◆ Object position labeling entries
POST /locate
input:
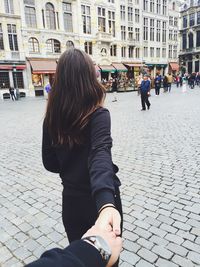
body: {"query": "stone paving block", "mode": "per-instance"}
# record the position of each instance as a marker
(183, 262)
(162, 252)
(147, 255)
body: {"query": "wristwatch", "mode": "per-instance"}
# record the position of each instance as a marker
(101, 245)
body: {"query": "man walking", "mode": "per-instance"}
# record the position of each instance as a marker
(145, 91)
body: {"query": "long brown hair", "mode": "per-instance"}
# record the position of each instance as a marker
(75, 95)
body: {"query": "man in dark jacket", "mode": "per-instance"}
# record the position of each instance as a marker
(97, 248)
(145, 92)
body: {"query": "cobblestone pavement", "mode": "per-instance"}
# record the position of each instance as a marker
(158, 152)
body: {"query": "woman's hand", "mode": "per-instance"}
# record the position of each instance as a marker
(109, 219)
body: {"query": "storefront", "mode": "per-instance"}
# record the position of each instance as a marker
(12, 74)
(42, 73)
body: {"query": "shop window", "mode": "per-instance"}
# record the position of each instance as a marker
(12, 37)
(33, 45)
(4, 79)
(88, 47)
(67, 16)
(69, 44)
(1, 38)
(50, 16)
(18, 79)
(53, 46)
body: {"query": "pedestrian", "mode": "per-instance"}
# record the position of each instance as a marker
(12, 93)
(114, 88)
(96, 248)
(157, 81)
(165, 84)
(145, 92)
(170, 81)
(77, 144)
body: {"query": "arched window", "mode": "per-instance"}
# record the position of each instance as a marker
(53, 46)
(50, 16)
(33, 45)
(69, 44)
(191, 40)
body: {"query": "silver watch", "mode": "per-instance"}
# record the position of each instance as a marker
(101, 245)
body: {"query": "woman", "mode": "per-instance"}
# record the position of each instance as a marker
(77, 145)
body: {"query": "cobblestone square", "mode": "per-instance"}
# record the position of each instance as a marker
(158, 153)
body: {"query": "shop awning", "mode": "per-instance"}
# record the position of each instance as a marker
(174, 66)
(134, 64)
(107, 68)
(43, 66)
(119, 67)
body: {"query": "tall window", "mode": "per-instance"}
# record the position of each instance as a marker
(198, 39)
(191, 40)
(164, 33)
(192, 19)
(67, 16)
(12, 37)
(152, 6)
(113, 50)
(158, 7)
(50, 16)
(69, 44)
(164, 7)
(1, 38)
(86, 19)
(158, 52)
(137, 15)
(175, 54)
(145, 51)
(30, 13)
(164, 52)
(151, 51)
(53, 46)
(184, 21)
(158, 31)
(122, 12)
(151, 29)
(130, 33)
(101, 19)
(131, 51)
(145, 4)
(33, 45)
(198, 18)
(123, 51)
(88, 47)
(123, 33)
(170, 51)
(137, 52)
(137, 34)
(111, 22)
(184, 40)
(145, 31)
(9, 8)
(130, 14)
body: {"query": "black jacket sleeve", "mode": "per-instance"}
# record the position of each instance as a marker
(49, 158)
(77, 254)
(100, 159)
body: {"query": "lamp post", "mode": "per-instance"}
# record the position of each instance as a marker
(15, 81)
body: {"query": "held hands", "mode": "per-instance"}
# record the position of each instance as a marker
(109, 219)
(114, 242)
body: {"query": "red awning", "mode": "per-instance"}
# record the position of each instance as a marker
(174, 66)
(43, 66)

◆ Written problem
Collect every line in the rows above that contains the string "shop", treating uppercase and lowercase letters as different.

◆ Completed task
body: {"query": "shop window", "mode": "per-instance"}
body: {"query": "shop awning", "mode": "per-instance"}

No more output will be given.